--- MATERIAL PROVIDED ---
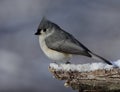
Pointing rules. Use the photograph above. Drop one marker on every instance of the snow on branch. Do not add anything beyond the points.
(97, 77)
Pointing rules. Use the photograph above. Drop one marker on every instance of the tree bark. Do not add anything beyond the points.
(93, 81)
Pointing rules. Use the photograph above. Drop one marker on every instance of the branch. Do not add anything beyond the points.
(97, 80)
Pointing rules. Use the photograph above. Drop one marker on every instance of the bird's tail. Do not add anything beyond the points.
(97, 57)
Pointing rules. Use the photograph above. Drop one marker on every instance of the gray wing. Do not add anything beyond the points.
(64, 42)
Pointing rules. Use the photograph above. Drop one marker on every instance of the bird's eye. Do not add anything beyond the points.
(44, 30)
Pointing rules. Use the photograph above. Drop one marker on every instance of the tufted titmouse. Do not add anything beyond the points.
(59, 45)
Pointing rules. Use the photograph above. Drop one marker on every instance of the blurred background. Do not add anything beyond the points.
(24, 67)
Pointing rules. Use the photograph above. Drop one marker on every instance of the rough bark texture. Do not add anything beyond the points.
(94, 81)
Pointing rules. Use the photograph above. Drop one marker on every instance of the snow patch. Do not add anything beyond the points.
(85, 67)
---
- [AIM OF THE TASK] Rewrite the lines from the one containing "patch. Do not add anything beyond the points." through the end of the rows as a Markdown table with the columns Row and Line, leaving out blank lines.

- [SOLUTION TO THIS EXERCISE]
| Row | Line |
|---|---|
| 1 | Pointing rules. Use the photograph above. Drop one marker on every instance of the snow patch. Do not add anything beyond the points. |
| 2 | (85, 67) |